Goal of the exercise ▸ Retype exactly the stretch of lines that begins at the line containing "Per the caption, the bread" and ends at the last line of the data, with no other lines.

## begin Entries supplied

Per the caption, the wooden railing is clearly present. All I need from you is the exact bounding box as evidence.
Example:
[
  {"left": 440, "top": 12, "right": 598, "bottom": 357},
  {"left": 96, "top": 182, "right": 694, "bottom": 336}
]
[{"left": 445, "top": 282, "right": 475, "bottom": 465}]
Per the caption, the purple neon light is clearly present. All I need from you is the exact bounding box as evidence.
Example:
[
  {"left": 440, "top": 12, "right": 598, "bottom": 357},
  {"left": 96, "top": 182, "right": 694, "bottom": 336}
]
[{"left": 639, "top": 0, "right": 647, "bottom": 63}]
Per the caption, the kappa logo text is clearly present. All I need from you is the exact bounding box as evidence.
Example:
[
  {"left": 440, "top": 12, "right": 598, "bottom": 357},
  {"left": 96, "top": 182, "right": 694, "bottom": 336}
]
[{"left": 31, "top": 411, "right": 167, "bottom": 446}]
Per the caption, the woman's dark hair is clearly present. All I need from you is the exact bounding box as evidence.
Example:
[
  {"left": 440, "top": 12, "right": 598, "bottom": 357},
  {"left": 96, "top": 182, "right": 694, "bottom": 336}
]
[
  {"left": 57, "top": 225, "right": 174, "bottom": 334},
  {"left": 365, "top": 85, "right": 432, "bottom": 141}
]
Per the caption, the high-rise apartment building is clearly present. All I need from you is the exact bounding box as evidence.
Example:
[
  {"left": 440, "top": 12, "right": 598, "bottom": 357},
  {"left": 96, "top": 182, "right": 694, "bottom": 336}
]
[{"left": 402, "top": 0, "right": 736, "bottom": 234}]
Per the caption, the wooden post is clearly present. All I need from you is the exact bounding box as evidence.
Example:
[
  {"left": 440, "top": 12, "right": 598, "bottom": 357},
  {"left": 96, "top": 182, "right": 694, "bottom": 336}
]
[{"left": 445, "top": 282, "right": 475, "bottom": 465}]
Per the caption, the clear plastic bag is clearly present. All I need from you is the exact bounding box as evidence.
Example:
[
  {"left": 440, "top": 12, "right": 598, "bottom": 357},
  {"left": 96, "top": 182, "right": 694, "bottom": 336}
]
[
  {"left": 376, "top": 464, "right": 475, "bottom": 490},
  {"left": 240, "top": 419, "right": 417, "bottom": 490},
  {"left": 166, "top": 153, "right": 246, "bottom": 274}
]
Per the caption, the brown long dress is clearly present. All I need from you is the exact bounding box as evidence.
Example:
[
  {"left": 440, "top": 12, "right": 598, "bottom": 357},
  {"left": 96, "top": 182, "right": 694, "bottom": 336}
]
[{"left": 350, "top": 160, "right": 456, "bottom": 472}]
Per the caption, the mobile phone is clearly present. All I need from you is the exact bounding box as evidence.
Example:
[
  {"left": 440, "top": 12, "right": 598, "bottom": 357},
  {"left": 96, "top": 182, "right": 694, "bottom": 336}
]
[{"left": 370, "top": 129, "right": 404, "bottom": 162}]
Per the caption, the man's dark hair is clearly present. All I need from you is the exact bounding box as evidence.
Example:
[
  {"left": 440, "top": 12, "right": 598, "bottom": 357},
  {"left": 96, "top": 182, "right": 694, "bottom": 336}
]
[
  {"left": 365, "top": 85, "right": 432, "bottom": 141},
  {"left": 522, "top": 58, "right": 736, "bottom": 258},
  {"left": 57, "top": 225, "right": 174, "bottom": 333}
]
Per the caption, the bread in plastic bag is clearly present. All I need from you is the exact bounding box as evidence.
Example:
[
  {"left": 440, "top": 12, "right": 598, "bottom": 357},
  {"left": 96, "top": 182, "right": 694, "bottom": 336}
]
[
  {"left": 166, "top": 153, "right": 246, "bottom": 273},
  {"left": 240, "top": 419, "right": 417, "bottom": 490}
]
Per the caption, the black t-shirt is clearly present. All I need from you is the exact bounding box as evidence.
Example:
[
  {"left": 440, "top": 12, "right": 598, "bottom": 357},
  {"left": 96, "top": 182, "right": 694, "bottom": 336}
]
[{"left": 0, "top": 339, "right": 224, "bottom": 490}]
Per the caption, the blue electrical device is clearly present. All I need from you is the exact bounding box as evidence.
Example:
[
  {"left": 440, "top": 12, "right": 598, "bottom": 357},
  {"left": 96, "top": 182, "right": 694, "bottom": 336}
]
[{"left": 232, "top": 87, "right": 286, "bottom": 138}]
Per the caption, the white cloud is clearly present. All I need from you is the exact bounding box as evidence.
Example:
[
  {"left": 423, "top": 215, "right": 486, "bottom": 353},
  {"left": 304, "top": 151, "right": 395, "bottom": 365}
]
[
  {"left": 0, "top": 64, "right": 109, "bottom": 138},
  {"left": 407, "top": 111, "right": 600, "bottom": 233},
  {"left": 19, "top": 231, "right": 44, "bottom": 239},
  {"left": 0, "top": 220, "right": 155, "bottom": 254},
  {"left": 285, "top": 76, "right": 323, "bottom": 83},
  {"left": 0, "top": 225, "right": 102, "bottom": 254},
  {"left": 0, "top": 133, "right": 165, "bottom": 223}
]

## end Entries supplied

The result ▸
Per the caption, the bread in plastic bag is clearly present. All I need from you is the exact bounding box as evidence.
Example:
[
  {"left": 440, "top": 12, "right": 598, "bottom": 357},
  {"left": 96, "top": 182, "right": 694, "bottom": 336}
]
[
  {"left": 166, "top": 153, "right": 246, "bottom": 273},
  {"left": 240, "top": 419, "right": 417, "bottom": 490}
]
Per the caption, the black t-shirt is clearly present. All I need from you is the exact bounding box as evidence.
Example:
[
  {"left": 440, "top": 12, "right": 598, "bottom": 357},
  {"left": 96, "top": 182, "right": 694, "bottom": 336}
]
[{"left": 0, "top": 339, "right": 224, "bottom": 490}]
Per the caption, the blue electrical device is clearly present. All I need from you is the exact bounding box as evidence.
Example:
[
  {"left": 440, "top": 12, "right": 598, "bottom": 357},
  {"left": 96, "top": 182, "right": 694, "bottom": 336}
]
[{"left": 232, "top": 87, "right": 286, "bottom": 138}]
Per the caption, the white cloud is clearly present. All I need from you is the exact bounding box as evidence.
Example:
[
  {"left": 423, "top": 215, "right": 486, "bottom": 353},
  {"left": 304, "top": 151, "right": 395, "bottom": 365}
]
[
  {"left": 0, "top": 64, "right": 109, "bottom": 138},
  {"left": 407, "top": 111, "right": 600, "bottom": 233},
  {"left": 19, "top": 231, "right": 44, "bottom": 239},
  {"left": 0, "top": 220, "right": 155, "bottom": 254},
  {"left": 285, "top": 76, "right": 323, "bottom": 83},
  {"left": 0, "top": 225, "right": 102, "bottom": 254},
  {"left": 0, "top": 133, "right": 165, "bottom": 223}
]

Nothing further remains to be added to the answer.